INSTRUCTIONS TO FOLLOW => Here the requirement is to repeat every record exactly, in full.

MATERIALS PROVIDED =>
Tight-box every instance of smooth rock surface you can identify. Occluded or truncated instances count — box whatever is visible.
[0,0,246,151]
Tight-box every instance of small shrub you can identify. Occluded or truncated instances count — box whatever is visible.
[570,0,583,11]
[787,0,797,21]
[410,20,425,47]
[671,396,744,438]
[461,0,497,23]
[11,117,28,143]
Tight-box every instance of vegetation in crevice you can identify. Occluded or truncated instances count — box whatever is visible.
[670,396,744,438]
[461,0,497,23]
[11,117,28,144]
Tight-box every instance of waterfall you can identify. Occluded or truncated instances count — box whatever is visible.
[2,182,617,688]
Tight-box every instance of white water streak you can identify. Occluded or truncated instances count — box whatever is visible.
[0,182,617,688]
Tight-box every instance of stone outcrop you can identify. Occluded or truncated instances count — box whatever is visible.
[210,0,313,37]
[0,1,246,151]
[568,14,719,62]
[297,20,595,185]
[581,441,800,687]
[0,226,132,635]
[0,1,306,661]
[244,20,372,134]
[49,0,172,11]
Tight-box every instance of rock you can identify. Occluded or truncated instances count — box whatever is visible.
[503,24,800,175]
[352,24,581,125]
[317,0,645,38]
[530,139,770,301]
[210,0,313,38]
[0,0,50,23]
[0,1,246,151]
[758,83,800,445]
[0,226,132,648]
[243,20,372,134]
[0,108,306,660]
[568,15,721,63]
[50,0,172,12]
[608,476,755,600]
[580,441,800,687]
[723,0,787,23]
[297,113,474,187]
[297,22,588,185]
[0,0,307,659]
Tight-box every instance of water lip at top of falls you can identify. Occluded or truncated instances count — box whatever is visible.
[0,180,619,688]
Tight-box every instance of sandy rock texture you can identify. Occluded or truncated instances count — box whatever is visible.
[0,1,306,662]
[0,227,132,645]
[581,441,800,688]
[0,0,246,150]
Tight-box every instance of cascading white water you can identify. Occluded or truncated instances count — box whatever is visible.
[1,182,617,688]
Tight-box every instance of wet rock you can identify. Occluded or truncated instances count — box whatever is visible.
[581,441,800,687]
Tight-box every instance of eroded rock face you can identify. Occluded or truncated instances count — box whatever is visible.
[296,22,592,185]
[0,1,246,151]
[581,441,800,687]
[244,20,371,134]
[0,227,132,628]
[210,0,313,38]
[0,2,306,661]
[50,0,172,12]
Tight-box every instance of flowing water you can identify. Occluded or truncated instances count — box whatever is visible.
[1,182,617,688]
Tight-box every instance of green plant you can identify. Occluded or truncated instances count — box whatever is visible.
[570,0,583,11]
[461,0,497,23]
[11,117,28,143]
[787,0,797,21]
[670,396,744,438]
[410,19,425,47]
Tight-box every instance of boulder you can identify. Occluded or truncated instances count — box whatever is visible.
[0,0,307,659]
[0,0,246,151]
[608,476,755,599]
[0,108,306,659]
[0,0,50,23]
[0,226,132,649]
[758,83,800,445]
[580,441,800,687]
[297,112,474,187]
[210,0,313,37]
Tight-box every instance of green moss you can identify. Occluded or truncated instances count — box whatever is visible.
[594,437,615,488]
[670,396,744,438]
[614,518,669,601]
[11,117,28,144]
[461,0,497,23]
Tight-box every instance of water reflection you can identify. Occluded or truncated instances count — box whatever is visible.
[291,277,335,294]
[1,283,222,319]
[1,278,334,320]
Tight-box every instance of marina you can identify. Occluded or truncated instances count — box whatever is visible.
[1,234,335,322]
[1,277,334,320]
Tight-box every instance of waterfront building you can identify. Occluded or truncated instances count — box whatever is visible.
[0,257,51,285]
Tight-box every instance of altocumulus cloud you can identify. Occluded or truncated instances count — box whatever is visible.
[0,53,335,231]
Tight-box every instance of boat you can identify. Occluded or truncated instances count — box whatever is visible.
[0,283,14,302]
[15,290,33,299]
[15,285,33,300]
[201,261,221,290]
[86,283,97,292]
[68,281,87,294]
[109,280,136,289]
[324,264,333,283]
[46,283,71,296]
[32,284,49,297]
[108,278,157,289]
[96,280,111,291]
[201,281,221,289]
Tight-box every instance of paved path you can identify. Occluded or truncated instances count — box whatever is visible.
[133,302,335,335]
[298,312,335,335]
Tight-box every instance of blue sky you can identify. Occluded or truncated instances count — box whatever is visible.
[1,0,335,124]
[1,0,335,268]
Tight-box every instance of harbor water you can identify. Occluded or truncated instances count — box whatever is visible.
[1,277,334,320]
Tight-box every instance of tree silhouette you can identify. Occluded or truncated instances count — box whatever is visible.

EXERCISE RESULT =>
Tight-box every instance of smooth rock surface you can identify. Occluded or truncated instances count — box whatever is visible.
[0,0,246,151]
Tight-box every instance of small shrub you can identify. Occluded or truncated instances count — box whatever is visible.
[570,0,583,11]
[787,0,797,21]
[410,20,425,47]
[671,396,744,438]
[461,0,497,23]
[11,117,28,143]
Tight-box every instance of vegetation in crevice you can identify. Occluded or truncated instances count — box whatever is visible.
[670,396,744,438]
[461,0,497,23]
[11,117,28,144]
Tight-box every instance of waterfall you can identify. Occluded or truncated instances count — box whatever is visible.
[2,182,617,688]
Tight-box every instance of white water streak you can identify. Occluded or truncated instances count — box whatever is visible.
[0,182,617,688]
Tight-box every instance of stone outcrop you can identify. Occluded or truncated instances count — box whatever is visible.
[210,0,313,37]
[0,1,246,151]
[568,14,719,62]
[297,20,595,185]
[581,441,800,687]
[0,226,132,635]
[0,1,306,661]
[244,20,372,134]
[49,0,172,11]
Tight-box every instance of rock you can identify. Occluded or truncated instances count — box whatever is visible.
[503,24,800,175]
[352,24,581,125]
[317,0,645,38]
[530,139,770,301]
[210,0,313,38]
[0,0,50,23]
[0,1,246,151]
[758,83,800,445]
[0,226,132,648]
[243,20,372,134]
[0,108,306,660]
[568,15,721,63]
[50,0,172,12]
[608,476,755,600]
[580,441,800,687]
[723,0,787,23]
[297,113,474,187]
[297,22,588,185]
[0,0,307,659]
Tight-box every instance of water lip at top of falls you can identify. Occluded or truncated instances count — box whatever is visible.
[0,180,619,688]
Tight-box every instance of sandy rock texture you can identify. Occluded or truncated instances count — box whatever is visible.
[0,1,306,662]
[0,227,132,645]
[581,441,800,688]
[0,0,246,150]
Tight-box every instance of cascading white water you can identify. Occluded or truncated instances count — box whatever is visible.
[1,182,617,688]
Tight-box every instance of wet rock you can identify. Occluded or truncated instances count — box whatever is visible.
[581,441,800,687]
Tight-box every instance of eroded rock face you can identify. Occluded or truncated instances count — box whatever is visible.
[296,22,592,185]
[0,1,246,151]
[581,441,800,687]
[244,20,371,134]
[0,227,132,628]
[210,0,313,38]
[0,2,306,661]
[50,0,172,12]
Tight-box every instance of flowing water you can identify. Occluded or truncated instances count — box whatever is visible.
[1,182,617,688]
Tight-box every instance of green plant you can identify. Occluded or truncated instances count — box whatever is visible.
[570,0,583,11]
[461,0,497,23]
[11,117,28,143]
[787,0,797,21]
[670,396,744,438]
[410,19,425,47]
Tight-box every instance of boulder you can identify. Occluded or truncated instances count — box whatever is visible.
[0,0,307,659]
[0,0,246,151]
[608,476,755,599]
[0,108,306,659]
[0,0,50,23]
[0,226,132,649]
[758,83,800,445]
[580,441,800,687]
[297,112,474,187]
[210,0,313,37]
Tight-box every instance of green moss you can identify. Occluded or truncated instances count — box whatever is visible.
[594,437,615,488]
[670,396,744,438]
[614,518,669,601]
[11,117,28,144]
[461,0,497,23]
Tight-box every instance of water reflection you can identify. Occluded or truncated instances count — box whatever is visible.
[291,277,335,294]
[1,283,222,319]
[1,278,334,320]
Tight-box every instance of marina you can identify. Occluded or truncated instances count — box whatever is visible.
[1,234,335,322]
[1,277,334,320]
Tight-box every instance of waterfront building you can identify. Occluded or truncated instances count — box whatever is visible.
[0,257,51,285]
Tight-box every instance of altocumulus cloud you can identify. Occluded or truncated instances count — box whatever is visible.
[0,53,335,231]
Tight-box every instance of boat you can identify. Occluded or truncated instances count — box whatever is visible.
[0,283,14,302]
[15,290,33,299]
[15,285,33,300]
[201,261,221,290]
[86,283,97,292]
[68,281,87,294]
[109,280,136,289]
[324,264,333,283]
[46,283,71,296]
[32,284,49,297]
[108,278,157,289]
[96,280,111,291]
[201,281,221,289]
Tight-box every instance of paved path you can identify. Occluded or truncated instances count — box whatever is visible.
[133,302,335,335]
[298,312,335,335]
Tight-box every instance of blue sky you can identify. Occluded or truncated instances count — box whatever is visible.
[1,0,335,124]
[1,0,335,268]
Tight-box every instance of harbor water you can identify. Occluded or truncated instances count — box whatever is visible.
[1,277,334,320]
Tight-box every instance of tree silhouette you can identify. Occluded or truncated instances count — box whatever is visible.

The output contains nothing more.